To be done
Identify every one of the lines below that contains the word "black", and copy each such line in full.

Supplied data
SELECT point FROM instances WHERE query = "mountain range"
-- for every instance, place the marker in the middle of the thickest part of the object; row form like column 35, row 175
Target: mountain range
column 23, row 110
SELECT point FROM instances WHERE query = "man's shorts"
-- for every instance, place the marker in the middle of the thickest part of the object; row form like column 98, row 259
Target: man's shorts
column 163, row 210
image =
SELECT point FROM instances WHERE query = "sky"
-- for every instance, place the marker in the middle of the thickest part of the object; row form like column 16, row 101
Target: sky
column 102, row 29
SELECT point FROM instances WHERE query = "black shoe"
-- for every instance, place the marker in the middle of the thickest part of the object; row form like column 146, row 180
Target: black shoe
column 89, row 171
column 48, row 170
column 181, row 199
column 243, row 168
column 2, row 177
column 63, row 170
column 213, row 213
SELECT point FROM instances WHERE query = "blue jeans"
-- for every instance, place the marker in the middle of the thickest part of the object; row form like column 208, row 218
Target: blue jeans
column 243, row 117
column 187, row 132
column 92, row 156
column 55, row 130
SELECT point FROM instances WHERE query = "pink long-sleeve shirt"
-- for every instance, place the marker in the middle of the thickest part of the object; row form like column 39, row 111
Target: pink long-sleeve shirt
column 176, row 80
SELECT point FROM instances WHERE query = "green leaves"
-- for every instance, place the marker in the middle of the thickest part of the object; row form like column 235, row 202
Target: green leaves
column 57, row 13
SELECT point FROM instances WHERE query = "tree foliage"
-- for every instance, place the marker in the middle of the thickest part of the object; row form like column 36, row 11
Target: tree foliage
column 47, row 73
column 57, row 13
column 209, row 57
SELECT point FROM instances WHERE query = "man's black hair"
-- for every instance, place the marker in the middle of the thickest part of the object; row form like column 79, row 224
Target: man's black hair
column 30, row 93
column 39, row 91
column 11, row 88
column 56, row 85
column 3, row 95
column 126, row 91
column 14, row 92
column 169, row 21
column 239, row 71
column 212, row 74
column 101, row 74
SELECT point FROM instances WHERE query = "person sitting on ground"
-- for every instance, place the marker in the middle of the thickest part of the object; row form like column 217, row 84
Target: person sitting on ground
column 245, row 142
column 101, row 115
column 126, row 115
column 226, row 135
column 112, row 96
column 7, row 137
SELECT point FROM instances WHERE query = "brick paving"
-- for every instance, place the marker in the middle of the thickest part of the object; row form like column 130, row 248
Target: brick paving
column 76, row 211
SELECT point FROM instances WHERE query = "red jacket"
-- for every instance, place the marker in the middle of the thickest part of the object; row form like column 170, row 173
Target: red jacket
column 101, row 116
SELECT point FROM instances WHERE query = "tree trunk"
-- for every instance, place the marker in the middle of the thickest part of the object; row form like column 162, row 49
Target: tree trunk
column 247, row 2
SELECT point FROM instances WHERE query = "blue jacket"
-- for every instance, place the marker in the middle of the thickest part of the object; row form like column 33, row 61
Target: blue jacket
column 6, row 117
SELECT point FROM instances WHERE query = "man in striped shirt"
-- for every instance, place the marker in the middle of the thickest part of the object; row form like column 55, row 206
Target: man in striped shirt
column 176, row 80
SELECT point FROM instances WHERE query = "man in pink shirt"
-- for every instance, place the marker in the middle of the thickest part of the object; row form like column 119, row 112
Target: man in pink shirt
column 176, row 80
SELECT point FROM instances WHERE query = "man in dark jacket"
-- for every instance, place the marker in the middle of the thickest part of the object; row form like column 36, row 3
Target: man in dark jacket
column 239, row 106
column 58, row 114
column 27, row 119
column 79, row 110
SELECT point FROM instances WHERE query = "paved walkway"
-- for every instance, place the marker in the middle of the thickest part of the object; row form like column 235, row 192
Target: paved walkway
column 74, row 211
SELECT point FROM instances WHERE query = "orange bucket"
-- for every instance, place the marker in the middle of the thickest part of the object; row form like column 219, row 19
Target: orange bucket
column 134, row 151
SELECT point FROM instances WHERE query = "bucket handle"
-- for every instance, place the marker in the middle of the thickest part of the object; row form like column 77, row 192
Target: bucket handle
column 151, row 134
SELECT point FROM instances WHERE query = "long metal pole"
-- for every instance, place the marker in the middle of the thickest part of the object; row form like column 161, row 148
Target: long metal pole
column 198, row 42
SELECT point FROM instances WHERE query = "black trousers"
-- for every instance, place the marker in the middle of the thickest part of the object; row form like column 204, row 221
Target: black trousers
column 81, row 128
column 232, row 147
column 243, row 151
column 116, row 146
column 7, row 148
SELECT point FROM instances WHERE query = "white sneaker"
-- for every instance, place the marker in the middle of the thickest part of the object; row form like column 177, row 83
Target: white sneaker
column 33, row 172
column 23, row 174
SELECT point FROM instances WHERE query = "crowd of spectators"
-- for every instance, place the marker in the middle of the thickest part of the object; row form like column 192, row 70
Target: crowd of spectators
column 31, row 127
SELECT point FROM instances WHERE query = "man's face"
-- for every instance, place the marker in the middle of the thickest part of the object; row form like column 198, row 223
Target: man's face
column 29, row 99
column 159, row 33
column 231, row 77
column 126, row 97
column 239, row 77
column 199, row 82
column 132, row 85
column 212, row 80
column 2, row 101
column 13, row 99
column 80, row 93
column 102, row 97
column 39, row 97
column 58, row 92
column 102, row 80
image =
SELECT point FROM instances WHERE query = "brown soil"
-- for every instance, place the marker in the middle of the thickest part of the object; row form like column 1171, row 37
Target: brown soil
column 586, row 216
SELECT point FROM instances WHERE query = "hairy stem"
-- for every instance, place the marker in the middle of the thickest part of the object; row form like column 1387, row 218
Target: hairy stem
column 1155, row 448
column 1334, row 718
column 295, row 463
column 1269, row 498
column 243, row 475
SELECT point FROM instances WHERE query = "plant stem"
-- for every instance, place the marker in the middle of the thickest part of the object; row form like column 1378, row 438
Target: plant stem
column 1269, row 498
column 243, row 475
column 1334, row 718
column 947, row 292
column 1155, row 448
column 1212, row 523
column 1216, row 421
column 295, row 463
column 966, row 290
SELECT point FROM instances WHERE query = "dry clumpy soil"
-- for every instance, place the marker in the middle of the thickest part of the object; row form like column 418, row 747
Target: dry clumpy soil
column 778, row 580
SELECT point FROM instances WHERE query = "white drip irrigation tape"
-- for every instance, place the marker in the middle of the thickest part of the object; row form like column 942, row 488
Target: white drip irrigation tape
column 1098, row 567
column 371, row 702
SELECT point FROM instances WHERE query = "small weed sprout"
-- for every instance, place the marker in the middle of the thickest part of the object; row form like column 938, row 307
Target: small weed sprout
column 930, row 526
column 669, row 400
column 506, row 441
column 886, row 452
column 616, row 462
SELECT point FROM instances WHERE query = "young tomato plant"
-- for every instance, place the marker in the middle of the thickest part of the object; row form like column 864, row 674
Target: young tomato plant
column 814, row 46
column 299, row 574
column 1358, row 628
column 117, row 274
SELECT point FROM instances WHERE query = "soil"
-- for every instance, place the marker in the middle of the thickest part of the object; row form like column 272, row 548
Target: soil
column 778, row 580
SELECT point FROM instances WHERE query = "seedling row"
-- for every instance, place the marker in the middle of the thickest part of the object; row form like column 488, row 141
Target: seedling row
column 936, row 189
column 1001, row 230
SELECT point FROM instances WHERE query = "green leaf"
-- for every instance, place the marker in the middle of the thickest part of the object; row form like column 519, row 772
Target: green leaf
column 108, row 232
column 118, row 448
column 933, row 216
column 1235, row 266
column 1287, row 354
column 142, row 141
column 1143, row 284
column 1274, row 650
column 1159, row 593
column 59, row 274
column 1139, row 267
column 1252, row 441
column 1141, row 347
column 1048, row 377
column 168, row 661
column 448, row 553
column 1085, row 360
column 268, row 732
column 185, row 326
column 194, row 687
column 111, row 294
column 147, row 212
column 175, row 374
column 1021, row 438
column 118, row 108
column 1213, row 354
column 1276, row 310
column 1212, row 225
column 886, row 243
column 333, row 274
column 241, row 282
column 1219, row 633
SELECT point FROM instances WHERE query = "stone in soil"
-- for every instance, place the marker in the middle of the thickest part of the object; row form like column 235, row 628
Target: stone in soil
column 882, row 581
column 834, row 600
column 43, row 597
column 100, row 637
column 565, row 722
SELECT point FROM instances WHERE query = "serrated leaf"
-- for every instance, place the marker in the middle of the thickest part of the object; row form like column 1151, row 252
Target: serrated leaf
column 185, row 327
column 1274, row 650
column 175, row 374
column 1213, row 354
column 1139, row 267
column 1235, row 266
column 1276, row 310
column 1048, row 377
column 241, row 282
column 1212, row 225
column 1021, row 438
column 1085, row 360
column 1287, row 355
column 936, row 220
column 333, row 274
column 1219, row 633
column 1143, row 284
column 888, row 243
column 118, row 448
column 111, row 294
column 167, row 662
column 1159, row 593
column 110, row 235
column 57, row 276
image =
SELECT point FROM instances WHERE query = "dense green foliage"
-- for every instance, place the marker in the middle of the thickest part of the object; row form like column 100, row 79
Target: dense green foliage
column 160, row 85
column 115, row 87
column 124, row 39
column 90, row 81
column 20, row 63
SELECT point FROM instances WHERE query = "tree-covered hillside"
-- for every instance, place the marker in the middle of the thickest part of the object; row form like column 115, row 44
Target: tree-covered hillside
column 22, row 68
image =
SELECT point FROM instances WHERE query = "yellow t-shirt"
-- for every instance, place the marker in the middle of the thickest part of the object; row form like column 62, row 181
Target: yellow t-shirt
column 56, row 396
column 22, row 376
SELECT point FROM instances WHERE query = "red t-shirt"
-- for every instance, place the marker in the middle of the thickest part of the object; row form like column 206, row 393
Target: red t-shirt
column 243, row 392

Completed exercise
SELECT point FROM instances WHERE query = "black shoe"
Target: black shoe
SELECT point FROM instances WHERE query = "man's black hair"
Target: man's black hair
SELECT point FROM instances WHERE query = "black trousers"
Target: black trousers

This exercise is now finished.